[ABOUT THIS EXERCISE]:
In the data below, find the lines containing "face" and say how many there are, nothing more.

[DATA FOR THIS EXERCISE]:

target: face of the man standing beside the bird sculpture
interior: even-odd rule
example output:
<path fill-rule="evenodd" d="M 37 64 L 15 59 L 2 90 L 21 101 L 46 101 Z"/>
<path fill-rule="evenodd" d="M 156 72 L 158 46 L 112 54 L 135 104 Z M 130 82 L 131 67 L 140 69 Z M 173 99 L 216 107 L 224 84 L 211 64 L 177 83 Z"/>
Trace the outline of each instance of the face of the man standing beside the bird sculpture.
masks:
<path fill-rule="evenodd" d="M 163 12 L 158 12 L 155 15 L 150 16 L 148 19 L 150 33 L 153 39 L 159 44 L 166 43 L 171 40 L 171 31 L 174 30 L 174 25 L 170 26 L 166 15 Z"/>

[TASK RESPONSE]:
2